Stored entries
########

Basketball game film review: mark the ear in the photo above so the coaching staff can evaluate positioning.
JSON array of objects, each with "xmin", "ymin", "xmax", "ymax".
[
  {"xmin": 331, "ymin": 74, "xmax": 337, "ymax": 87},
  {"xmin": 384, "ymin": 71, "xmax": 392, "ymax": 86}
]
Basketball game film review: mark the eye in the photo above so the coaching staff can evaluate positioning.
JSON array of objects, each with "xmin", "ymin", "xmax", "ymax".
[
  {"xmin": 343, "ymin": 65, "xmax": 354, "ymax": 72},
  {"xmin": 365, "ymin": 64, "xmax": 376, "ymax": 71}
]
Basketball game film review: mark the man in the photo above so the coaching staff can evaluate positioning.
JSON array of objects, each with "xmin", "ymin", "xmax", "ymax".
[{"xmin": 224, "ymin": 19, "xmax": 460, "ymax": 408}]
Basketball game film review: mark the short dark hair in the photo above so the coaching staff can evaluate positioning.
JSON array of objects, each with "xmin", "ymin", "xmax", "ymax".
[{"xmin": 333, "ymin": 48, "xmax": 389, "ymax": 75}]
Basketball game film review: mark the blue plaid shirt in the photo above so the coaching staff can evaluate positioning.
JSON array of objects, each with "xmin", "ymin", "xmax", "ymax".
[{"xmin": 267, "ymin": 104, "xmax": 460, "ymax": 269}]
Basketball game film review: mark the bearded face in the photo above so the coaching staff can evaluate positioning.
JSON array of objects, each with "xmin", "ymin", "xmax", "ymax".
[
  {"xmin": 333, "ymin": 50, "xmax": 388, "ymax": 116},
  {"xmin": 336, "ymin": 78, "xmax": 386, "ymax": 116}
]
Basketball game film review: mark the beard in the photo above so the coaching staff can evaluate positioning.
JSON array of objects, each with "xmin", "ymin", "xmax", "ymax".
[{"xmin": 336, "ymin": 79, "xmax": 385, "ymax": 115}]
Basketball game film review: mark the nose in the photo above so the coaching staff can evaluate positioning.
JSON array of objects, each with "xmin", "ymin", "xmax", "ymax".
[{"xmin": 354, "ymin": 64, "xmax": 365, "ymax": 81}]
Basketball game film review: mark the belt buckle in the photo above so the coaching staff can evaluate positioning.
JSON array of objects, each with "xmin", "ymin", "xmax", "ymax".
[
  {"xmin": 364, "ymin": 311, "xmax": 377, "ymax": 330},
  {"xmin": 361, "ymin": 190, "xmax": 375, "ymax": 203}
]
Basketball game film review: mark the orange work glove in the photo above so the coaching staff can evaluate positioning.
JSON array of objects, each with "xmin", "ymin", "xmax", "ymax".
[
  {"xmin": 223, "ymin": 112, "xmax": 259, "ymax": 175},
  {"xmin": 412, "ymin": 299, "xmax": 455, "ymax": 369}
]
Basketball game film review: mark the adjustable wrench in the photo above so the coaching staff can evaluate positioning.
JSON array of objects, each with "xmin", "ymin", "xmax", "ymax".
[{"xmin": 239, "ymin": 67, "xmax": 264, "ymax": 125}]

########

WHAT IS REQUIRED:
Copy, without any change, the run of lines from the one with "Basketball game film review: mark the bearded" through the end of the entries above.

TASK SOLUTION:
Basketball game film review: mark the bearded face in the photo above so the coaching staff can evaluate positioning.
JSON array of objects, each with "xmin", "ymin", "xmax", "ymax".
[
  {"xmin": 333, "ymin": 50, "xmax": 388, "ymax": 116},
  {"xmin": 336, "ymin": 78, "xmax": 386, "ymax": 116}
]
Basketball game film review: mark the beard in the photo above so the coaching staff can evaluate positioning.
JSON array of objects, each with "xmin", "ymin", "xmax", "ymax".
[{"xmin": 336, "ymin": 79, "xmax": 385, "ymax": 115}]
Basketball game film review: mark the nose in the photo above so the coaching staff can evaluate positioning.
JSON array of objects, each with "xmin", "ymin", "xmax", "ymax".
[{"xmin": 354, "ymin": 64, "xmax": 365, "ymax": 81}]
Basketball game film review: mark the belt buckle in the photo above so the coaching staff can evaluate positioning.
JSON array of objects, each with "xmin", "ymin", "xmax", "ymax".
[
  {"xmin": 364, "ymin": 311, "xmax": 377, "ymax": 330},
  {"xmin": 361, "ymin": 190, "xmax": 375, "ymax": 203}
]
Basketball game film review: mark the orange work glove in the photo above so the coaching staff can evaluate positioning.
JSON array of objects, each with "xmin", "ymin", "xmax", "ymax".
[
  {"xmin": 223, "ymin": 112, "xmax": 259, "ymax": 175},
  {"xmin": 412, "ymin": 299, "xmax": 455, "ymax": 369}
]
Basketball game film review: mark the adjustable wrench in the photo above so the coaching staff can evaluate positioning.
JSON array of objects, each with "xmin", "ymin", "xmax", "ymax".
[{"xmin": 239, "ymin": 67, "xmax": 264, "ymax": 125}]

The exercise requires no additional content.